• **Data in this exercise**:
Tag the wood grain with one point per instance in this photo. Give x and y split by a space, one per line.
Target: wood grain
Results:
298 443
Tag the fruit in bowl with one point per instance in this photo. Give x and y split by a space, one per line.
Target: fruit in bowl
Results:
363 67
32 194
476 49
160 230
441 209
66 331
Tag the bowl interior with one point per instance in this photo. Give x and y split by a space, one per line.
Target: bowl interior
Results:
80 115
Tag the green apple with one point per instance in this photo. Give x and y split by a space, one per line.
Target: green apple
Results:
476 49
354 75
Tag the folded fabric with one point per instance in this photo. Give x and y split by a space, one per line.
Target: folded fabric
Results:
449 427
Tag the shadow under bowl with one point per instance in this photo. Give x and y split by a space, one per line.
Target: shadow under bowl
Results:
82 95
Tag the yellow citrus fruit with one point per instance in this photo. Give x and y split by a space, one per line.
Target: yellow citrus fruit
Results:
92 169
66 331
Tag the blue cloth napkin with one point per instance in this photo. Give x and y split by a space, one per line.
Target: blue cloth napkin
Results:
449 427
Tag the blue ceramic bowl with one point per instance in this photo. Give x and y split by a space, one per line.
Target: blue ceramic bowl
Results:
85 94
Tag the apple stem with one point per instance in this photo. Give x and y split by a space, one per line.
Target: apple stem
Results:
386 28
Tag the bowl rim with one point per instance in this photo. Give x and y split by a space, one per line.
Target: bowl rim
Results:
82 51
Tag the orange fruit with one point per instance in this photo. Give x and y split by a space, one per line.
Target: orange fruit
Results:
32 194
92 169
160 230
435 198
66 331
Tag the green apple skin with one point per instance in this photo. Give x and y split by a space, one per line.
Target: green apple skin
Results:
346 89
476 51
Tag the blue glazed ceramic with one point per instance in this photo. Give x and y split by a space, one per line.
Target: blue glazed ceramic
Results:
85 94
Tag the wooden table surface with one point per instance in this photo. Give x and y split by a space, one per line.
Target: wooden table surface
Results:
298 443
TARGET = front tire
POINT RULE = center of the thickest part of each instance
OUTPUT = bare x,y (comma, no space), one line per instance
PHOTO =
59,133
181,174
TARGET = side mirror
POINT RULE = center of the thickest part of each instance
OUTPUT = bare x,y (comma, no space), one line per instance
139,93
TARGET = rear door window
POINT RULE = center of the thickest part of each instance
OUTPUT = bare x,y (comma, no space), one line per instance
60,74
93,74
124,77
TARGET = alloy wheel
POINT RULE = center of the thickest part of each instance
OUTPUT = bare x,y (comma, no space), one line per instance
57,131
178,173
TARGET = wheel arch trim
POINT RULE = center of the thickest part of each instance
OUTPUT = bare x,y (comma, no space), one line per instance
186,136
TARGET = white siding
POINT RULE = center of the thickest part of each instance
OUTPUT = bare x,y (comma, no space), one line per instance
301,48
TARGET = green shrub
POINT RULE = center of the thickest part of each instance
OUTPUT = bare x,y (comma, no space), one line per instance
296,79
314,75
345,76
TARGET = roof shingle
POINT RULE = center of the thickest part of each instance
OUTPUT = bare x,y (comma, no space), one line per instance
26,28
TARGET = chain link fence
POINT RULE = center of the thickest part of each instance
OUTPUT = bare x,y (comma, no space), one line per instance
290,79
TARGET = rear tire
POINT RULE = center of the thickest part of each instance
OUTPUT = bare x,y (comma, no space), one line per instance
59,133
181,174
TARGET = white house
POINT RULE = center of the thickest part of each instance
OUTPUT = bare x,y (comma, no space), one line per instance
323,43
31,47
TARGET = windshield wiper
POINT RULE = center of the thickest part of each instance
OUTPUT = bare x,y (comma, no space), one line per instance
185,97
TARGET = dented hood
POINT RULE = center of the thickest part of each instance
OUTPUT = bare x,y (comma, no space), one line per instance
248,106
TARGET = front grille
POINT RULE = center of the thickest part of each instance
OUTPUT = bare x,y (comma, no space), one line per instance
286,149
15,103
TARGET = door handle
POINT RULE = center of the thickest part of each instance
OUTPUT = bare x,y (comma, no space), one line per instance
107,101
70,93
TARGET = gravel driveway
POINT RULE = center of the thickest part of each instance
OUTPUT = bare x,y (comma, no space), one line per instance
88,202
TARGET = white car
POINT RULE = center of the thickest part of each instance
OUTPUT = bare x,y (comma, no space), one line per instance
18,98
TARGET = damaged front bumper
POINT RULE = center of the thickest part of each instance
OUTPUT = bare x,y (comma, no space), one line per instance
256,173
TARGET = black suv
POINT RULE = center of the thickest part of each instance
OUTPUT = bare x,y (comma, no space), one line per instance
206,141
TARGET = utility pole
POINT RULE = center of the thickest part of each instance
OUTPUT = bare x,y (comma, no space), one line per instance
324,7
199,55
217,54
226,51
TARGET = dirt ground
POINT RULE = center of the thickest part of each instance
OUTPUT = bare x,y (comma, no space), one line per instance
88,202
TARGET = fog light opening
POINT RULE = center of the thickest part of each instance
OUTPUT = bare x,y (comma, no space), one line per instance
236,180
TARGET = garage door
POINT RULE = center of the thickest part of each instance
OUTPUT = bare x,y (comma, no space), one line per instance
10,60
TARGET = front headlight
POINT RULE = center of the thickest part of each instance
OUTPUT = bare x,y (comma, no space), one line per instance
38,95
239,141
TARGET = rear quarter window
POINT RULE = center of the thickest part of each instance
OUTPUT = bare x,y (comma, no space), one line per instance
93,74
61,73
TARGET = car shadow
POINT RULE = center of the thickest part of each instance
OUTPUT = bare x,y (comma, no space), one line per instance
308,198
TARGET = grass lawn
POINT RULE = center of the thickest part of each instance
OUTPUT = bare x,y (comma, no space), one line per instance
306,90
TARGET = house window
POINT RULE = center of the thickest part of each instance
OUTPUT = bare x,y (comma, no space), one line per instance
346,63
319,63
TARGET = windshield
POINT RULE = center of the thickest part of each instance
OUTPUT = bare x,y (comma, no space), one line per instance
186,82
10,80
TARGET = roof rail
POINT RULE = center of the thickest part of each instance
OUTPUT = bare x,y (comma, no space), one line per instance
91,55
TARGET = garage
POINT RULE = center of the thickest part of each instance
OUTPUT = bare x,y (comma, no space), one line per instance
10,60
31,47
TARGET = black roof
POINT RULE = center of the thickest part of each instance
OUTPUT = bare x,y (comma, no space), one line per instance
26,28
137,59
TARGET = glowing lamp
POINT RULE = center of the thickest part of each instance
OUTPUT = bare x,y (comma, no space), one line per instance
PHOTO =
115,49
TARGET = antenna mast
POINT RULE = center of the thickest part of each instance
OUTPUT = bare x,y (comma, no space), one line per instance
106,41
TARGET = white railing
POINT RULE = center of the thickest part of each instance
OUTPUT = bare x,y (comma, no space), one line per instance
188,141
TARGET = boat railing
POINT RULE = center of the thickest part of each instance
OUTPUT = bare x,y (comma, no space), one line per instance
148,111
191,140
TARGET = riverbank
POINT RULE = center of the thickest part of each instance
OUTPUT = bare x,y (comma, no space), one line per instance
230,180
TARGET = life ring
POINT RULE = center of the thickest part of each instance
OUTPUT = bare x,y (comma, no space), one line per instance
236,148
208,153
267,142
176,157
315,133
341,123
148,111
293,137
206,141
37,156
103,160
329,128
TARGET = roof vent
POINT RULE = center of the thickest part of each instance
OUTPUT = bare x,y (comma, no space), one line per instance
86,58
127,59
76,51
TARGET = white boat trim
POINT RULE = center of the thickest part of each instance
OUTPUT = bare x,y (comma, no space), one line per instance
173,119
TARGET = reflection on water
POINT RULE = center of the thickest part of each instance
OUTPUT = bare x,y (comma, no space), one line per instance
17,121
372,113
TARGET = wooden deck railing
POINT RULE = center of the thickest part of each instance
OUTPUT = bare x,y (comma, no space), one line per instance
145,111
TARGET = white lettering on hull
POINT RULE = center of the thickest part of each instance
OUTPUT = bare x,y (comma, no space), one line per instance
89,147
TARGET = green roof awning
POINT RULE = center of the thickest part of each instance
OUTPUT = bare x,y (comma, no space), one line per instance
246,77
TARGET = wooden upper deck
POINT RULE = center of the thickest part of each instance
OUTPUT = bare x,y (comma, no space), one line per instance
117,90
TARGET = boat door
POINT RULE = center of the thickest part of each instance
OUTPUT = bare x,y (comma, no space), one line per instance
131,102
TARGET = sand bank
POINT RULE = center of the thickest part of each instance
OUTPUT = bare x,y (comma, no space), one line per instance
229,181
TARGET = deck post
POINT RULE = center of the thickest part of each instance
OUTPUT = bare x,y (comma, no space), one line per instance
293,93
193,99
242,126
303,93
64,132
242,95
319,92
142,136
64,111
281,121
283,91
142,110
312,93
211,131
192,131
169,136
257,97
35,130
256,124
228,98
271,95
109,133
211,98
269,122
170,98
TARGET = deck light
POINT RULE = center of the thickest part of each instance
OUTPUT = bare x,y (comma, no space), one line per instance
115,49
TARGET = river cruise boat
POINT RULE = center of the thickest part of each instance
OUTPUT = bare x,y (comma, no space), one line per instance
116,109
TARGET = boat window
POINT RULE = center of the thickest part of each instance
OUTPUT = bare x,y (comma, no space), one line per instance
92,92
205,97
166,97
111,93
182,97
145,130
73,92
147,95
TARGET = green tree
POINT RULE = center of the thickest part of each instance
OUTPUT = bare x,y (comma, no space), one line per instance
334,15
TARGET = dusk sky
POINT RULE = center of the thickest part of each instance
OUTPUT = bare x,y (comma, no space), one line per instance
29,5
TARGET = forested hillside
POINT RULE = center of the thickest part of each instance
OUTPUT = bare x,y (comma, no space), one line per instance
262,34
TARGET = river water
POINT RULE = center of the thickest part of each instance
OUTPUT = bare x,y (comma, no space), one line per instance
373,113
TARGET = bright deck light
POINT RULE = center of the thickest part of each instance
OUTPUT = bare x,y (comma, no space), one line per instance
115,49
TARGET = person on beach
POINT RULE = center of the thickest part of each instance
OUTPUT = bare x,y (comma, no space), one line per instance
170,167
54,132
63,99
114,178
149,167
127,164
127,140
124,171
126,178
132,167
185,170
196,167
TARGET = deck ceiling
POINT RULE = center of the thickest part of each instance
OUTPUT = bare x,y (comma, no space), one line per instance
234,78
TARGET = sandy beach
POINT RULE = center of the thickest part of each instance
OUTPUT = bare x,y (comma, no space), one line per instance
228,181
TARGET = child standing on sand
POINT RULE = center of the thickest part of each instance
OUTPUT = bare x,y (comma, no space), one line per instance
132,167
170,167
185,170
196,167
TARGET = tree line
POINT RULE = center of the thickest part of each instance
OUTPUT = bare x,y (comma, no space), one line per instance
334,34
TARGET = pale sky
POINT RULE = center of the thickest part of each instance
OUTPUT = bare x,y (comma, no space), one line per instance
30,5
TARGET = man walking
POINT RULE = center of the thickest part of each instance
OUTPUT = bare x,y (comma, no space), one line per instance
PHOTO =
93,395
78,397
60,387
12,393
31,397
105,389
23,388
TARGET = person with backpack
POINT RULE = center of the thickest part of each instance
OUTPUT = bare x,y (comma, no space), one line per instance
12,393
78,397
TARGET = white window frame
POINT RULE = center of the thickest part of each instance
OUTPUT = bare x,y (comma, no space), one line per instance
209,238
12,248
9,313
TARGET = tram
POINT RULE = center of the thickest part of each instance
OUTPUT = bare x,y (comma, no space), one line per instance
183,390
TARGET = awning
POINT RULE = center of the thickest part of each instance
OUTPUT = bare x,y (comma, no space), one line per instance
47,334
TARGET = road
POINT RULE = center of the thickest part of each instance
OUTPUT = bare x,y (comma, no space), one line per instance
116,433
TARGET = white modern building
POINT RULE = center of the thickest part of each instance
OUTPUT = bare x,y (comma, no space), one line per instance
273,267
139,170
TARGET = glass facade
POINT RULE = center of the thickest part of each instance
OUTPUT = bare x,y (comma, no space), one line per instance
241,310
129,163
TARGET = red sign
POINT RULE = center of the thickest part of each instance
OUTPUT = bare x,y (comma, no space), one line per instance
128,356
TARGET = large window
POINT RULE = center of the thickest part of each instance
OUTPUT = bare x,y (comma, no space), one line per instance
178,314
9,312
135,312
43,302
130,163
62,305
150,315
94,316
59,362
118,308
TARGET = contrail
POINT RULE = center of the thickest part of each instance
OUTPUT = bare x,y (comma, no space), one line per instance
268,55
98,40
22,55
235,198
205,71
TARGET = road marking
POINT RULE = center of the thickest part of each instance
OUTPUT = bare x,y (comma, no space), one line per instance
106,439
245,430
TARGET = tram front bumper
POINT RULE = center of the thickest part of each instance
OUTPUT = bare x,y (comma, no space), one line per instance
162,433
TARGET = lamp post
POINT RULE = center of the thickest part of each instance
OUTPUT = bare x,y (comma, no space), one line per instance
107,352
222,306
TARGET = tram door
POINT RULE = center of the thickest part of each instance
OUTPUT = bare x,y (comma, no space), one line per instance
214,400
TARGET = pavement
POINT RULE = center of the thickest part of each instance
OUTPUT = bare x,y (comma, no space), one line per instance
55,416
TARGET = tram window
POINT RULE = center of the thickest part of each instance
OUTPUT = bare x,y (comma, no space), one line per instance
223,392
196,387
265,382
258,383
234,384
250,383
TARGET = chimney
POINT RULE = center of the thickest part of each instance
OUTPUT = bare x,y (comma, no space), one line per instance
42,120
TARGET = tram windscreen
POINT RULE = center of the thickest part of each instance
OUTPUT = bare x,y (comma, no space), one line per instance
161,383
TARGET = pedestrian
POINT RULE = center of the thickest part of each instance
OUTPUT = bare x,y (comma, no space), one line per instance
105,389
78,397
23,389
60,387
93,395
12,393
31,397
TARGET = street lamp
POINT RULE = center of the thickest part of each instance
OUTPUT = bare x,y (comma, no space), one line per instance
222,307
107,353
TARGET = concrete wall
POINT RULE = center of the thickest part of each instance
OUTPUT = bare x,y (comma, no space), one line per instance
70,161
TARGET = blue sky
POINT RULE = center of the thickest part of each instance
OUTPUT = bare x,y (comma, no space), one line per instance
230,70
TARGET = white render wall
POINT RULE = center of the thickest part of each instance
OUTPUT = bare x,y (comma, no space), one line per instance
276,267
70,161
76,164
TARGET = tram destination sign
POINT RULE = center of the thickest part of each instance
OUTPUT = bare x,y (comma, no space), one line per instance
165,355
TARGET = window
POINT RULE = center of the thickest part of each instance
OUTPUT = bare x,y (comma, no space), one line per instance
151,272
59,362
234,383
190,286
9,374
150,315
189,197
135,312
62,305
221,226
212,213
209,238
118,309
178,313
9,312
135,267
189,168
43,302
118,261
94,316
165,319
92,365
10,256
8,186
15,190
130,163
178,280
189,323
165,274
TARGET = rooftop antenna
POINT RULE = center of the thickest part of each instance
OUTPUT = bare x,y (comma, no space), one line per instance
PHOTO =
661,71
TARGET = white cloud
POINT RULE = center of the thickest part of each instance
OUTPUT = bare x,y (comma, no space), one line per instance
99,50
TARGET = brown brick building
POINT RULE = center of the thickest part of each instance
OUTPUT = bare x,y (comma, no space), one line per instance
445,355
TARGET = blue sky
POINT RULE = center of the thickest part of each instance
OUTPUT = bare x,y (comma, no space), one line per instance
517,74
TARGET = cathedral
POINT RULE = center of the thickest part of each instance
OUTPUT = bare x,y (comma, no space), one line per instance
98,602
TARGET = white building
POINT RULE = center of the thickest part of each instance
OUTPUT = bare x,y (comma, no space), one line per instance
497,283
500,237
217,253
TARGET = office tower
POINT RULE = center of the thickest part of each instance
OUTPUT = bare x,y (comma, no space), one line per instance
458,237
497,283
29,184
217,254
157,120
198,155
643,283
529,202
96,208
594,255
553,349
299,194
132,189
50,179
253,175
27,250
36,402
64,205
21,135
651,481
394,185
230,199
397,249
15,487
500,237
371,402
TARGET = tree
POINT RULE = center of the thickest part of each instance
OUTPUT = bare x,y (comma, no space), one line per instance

• **Instructions for the task**:
Provide the count of lines in the records above that hold the word "wall", with no other text.

• **Your response**:
2